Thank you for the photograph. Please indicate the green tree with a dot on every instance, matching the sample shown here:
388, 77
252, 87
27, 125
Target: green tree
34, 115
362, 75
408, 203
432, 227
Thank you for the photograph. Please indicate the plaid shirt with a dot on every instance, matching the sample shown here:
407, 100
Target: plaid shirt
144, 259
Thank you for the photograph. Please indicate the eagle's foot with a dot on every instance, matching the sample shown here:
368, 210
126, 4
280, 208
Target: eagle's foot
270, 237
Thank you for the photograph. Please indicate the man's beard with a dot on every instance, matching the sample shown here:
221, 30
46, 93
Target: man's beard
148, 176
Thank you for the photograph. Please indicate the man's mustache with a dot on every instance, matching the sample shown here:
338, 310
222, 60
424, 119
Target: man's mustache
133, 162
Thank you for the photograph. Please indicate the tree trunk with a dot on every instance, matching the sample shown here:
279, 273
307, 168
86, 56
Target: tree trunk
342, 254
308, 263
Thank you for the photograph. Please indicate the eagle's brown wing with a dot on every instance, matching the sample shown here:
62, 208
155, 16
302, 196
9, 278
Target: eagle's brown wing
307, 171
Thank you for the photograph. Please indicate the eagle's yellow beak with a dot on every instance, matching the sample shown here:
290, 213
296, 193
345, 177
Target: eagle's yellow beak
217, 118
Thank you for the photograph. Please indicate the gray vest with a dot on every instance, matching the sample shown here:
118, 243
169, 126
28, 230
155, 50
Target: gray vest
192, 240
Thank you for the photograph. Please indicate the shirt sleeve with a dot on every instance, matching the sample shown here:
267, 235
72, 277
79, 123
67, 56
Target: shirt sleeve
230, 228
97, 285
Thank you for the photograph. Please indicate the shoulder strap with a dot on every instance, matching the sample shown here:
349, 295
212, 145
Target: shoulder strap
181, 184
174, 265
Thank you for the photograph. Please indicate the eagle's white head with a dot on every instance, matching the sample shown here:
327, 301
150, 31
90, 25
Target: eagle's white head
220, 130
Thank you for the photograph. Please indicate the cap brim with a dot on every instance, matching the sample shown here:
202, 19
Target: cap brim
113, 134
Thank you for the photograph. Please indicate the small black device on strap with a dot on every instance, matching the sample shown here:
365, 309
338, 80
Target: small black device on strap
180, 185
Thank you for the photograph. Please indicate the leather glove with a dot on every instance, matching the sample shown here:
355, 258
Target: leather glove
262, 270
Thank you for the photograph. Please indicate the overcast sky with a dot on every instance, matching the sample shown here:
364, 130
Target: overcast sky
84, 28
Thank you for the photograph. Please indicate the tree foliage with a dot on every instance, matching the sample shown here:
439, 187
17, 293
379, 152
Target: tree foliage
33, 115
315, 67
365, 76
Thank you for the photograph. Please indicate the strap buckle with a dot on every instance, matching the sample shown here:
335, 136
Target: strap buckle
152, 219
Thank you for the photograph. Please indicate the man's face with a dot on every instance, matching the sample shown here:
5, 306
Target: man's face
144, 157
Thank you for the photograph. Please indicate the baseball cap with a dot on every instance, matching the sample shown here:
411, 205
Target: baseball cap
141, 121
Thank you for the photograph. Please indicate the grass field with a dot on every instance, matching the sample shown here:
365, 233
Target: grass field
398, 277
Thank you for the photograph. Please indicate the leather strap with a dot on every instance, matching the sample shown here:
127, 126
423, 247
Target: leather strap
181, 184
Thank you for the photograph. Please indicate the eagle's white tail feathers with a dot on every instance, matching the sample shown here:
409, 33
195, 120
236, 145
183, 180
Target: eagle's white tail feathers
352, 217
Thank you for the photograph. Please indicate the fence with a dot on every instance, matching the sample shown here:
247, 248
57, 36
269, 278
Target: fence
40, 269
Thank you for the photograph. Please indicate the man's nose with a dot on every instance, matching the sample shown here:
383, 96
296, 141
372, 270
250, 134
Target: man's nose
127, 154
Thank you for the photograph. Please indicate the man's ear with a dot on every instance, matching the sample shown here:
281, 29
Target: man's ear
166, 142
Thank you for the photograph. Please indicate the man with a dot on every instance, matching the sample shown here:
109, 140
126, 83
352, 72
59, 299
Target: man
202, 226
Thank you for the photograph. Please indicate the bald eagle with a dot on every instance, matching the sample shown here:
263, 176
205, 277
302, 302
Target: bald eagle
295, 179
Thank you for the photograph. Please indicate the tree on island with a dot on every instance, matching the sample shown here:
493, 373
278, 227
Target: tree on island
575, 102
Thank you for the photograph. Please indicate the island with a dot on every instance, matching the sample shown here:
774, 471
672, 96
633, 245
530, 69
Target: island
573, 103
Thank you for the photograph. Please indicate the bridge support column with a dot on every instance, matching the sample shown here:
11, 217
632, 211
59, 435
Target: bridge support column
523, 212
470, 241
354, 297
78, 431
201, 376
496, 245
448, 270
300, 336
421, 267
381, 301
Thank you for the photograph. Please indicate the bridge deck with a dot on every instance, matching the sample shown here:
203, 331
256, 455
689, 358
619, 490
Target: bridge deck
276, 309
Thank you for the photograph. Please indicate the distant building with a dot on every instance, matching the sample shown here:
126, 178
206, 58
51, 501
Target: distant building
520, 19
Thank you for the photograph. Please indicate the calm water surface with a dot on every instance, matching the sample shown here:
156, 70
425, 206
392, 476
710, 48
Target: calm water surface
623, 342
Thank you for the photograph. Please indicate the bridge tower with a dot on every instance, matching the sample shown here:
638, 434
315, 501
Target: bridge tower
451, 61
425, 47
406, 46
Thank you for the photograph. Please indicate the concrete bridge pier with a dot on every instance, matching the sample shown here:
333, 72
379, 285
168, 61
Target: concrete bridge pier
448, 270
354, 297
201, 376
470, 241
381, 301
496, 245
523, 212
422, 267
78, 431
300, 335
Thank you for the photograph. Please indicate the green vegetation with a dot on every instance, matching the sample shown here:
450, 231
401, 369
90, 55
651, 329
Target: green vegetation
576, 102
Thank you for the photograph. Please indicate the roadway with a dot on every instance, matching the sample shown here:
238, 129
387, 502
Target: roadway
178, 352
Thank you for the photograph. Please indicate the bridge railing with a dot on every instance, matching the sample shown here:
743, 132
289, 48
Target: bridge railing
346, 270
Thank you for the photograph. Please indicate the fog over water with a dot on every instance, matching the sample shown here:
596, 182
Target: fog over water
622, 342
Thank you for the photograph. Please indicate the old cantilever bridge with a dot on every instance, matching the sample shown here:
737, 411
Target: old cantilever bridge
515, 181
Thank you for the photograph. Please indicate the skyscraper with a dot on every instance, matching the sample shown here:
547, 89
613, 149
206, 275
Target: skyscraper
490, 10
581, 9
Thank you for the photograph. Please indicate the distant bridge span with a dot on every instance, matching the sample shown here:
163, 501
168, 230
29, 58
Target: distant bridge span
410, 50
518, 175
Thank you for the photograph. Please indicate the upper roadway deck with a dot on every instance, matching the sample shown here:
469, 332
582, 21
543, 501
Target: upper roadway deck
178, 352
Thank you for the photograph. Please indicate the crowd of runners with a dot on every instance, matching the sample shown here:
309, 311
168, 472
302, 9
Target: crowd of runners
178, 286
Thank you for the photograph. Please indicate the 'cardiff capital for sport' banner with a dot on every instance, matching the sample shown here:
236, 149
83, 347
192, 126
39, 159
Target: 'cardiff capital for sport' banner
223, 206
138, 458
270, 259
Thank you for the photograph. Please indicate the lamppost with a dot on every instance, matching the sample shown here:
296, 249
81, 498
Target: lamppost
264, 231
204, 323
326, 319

----------

_REQUIREMENTS_
Only the lines from the one holding "Thank you for the photograph. Please indicate the old" through the end of the listing should be given again, exactly and with both ends included.

_ANSWER TO THIS EXERCISE_
Thank you for the photograph. Please indicate the old cantilever bridge with a dot on every instance, matching the sample shown here:
737, 411
Target: old cantilever bridge
515, 181
Thank you for the photograph. Please indicate the skyscraper with a dot on every instance, matching the sample shown here:
547, 89
613, 149
206, 275
Target: skyscraper
490, 10
581, 9
Thank you for the photograph. Please indicate the distant bridge span with a dot on every instance, matching the sample shown here:
163, 501
168, 230
29, 58
Target: distant bridge span
410, 50
518, 175
Thank you for the photograph. Please indicate the upper roadway deck with a dot on every instance, matching the sample shown here:
469, 332
582, 21
543, 501
Target: upper roadway deck
178, 352
Thank you for the photograph. Please indicate the crowd of runners with a dot on every instance, matching the sample shown here:
309, 311
168, 472
302, 9
Target: crowd of runners
178, 286
Thank you for the photograph. Please indicate the 'cardiff capital for sport' banner with a dot on every instance, matching the sample shown here:
236, 149
83, 347
192, 126
39, 159
Target: 'cardiff capital for sport' banner
223, 206
138, 458
270, 259
Thank you for the photograph. Please indicate the lamppost with a dot on every instance, matching the sample shown here:
296, 249
81, 498
Target: lamppost
264, 231
204, 323
326, 319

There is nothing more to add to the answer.